WRITTEN EXERCISE 1
Pull out every line of the rows below that contains the string "window". Matching is case-sensitive.

DOCUMENT
— Begin —

In the book: “Revolutionary Wealth” by Alvin & Heidi Toffler 2006 Chapter 19, FILTERING TRUTH, page 123 lists six commonly used filters people use to find the “truth”. They are:
1. Consensus
2. Consistency
3. Authority
4. Mystical revelation or religion
5. Durability
6. Science

Toffler: “Science is different from all the other truth-test criteria. It is the only one that itself depends on rigorous testing.” They go on: “In the time of Galileo the most effective method of discovery was itself discovered. The invention of scientific method was the gift to humanity of a new truth filter or test, a powerful meta-tool for probing the unknown and—it turned out—for spurring technological change and economic progress.”

http://en.wikipedia.org/wiki/Revolutionary_Wealth

http://www.amazon.com/Revolutionary-Wealth-created-change-lives/dp/038552207X

I listen to people who qualify for one or several of Toffler’s truth filters, especially number 3 and 6, but the other factors are also important to me.

— End —

WRITTEN EXERCISE 2
Answer these questions from the passage on truth filters above:
(a) Which filter appears fourth in the list?
(b) According to the quotation, in whose time was the most effective method of discovery discovered?
(c) Which two filters by number does the writer single out in the last line?

SUPPLIED DATA
— Begin —

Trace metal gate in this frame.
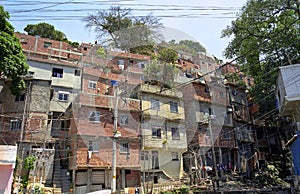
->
[92,170,105,185]
[75,171,88,185]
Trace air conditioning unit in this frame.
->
[119,65,124,71]
[296,122,300,131]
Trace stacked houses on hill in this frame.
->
[0,33,276,193]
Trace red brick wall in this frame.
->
[76,136,140,168]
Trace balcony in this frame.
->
[196,112,209,124]
[276,64,300,115]
[139,83,183,98]
[77,94,140,111]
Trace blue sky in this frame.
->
[0,0,246,59]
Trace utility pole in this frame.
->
[17,82,32,192]
[208,115,219,190]
[111,81,120,193]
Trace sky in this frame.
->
[0,0,246,60]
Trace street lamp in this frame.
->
[111,81,121,193]
[208,115,219,189]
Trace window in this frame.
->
[223,128,230,140]
[120,143,129,154]
[89,141,99,152]
[10,119,22,131]
[58,91,69,101]
[152,127,161,138]
[172,152,179,161]
[44,42,52,48]
[232,90,238,96]
[15,93,25,102]
[151,98,160,110]
[27,71,34,77]
[74,69,81,76]
[141,151,149,160]
[247,78,252,86]
[138,62,145,69]
[52,68,64,78]
[204,87,209,94]
[20,38,28,44]
[117,60,124,71]
[171,127,180,139]
[117,60,124,65]
[170,102,178,113]
[220,92,225,98]
[120,115,128,125]
[89,111,100,123]
[89,81,97,90]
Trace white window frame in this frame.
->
[171,127,180,140]
[120,114,129,125]
[150,98,160,110]
[52,67,64,78]
[119,142,129,154]
[89,81,97,90]
[9,119,22,131]
[141,151,149,160]
[15,93,26,102]
[89,111,101,123]
[171,152,179,161]
[88,141,99,152]
[169,101,178,113]
[57,91,70,102]
[151,127,161,139]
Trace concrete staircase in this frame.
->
[53,144,71,194]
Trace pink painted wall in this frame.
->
[0,164,14,193]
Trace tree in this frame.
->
[24,22,66,41]
[157,47,178,63]
[222,0,300,112]
[24,22,79,47]
[178,40,206,52]
[160,40,206,55]
[83,6,162,50]
[0,6,28,95]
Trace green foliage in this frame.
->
[34,186,45,194]
[24,22,66,41]
[0,6,28,95]
[21,176,29,189]
[157,47,178,64]
[160,40,206,55]
[96,47,107,58]
[145,61,179,89]
[224,73,247,89]
[222,0,300,112]
[83,6,162,50]
[24,22,79,47]
[160,185,190,194]
[24,156,36,171]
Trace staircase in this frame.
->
[53,143,71,194]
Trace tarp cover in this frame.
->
[291,131,300,175]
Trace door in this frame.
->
[152,151,159,169]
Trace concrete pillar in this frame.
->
[121,168,126,189]
[86,168,92,193]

— End —

EXPECTED ANSWER 1
Trace window in this frame.
Trace white window frame in this frame.

EXPECTED ANSWER 2
(a) Mystical revelation or religion
(b) Galileo's
(c) Numbers 3 and 6 (Authority and Science)